» What this task involves
Could you set down the listing below exactly and omit its images?

» Material for this exercise
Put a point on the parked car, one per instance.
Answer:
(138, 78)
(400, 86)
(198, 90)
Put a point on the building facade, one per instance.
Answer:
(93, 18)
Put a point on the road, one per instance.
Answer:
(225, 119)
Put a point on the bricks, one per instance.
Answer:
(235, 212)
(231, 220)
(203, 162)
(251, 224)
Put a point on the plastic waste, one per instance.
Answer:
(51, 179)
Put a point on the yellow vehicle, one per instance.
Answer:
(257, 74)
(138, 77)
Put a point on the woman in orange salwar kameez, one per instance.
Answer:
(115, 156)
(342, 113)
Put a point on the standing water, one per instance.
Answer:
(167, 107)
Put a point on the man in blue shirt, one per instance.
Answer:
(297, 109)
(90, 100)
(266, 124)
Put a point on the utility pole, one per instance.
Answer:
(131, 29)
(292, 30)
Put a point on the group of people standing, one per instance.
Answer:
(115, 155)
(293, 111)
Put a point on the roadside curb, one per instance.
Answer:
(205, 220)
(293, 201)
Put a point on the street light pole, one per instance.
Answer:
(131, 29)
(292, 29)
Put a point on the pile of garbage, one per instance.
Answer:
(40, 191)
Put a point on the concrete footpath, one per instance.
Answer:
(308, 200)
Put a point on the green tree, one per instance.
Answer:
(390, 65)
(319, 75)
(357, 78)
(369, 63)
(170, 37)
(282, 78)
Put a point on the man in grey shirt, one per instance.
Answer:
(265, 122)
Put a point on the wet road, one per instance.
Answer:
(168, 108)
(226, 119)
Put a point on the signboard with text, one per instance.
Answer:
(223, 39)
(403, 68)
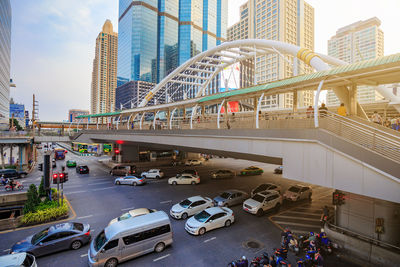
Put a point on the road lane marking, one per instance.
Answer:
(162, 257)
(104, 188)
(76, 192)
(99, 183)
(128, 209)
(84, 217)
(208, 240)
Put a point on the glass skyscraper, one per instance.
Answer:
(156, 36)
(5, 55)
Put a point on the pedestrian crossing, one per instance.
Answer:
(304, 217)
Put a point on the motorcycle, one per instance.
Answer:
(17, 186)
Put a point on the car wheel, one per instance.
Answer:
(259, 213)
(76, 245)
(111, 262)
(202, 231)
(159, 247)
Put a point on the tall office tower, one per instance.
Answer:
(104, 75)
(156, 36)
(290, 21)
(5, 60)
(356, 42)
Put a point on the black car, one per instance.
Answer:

» Written reply
Put a point on the parked car, one per instance.
Answer:
(138, 78)
(400, 86)
(198, 90)
Put a point on the building facade, one per instance.
Answer:
(93, 18)
Put a point on the road, one per instance.
Answer:
(225, 119)
Put a point on the bricks, one per instance.
Answer:
(235, 212)
(231, 220)
(203, 162)
(251, 224)
Put a point on the plastic waste, one per instance.
Answer:
(51, 179)
Put a point on the yellow vehicle, one per instance.
Answer:
(257, 74)
(138, 77)
Put a point on the woman in orange salwar kameez, one per instance.
Answer:
(115, 156)
(342, 113)
Put a point on the standing water, one per instance.
Answer:
(167, 107)
Put a point on the man in blue shirt, one per instance.
Answer:
(297, 109)
(90, 100)
(266, 124)
Put a point on the utility pole, one per instance.
Answer:
(131, 29)
(292, 30)
Put a point on the group of people standing, one per instance.
Answer:
(115, 155)
(293, 111)
Put a point on the roadside curb, one per instance.
Answer:
(205, 220)
(293, 201)
Put a point on the street light pole, one per instance.
Answer:
(131, 29)
(292, 29)
Put a point on the pile of garbage, one per instance.
Answer:
(40, 191)
Put a point on the concrete footpath, one per instance.
Answer:
(308, 200)
Put a point on the green tree, one per instance.
Answer:
(390, 65)
(319, 75)
(357, 78)
(369, 63)
(170, 37)
(282, 78)
Put a point on the man in grey shirt, one per instance.
Answer:
(265, 122)
Put a point on the wet road, one per instance.
Answer:
(168, 108)
(226, 119)
Put a point on the signboard with text, one per instance.
Answer:
(223, 39)
(403, 68)
Put a point on the road lane marking, one per instance.
Answer:
(162, 257)
(104, 188)
(76, 192)
(99, 183)
(128, 209)
(84, 217)
(208, 240)
Put a point on the glass skyscraper, one per instance.
Answer:
(156, 36)
(5, 55)
Put a point on the pedestrian crossing, one per instance.
Answer:
(304, 217)
Put a point on the motorcycle, one per instance.
Answer:
(17, 186)
Put a point on the car wheel, one per instance.
Answer:
(259, 213)
(76, 245)
(111, 262)
(202, 231)
(159, 247)
Put a point on the tall office tower, one per instance.
Answer:
(104, 75)
(156, 36)
(290, 21)
(5, 60)
(356, 42)
Put a point on the black car, one per instance.
Answer:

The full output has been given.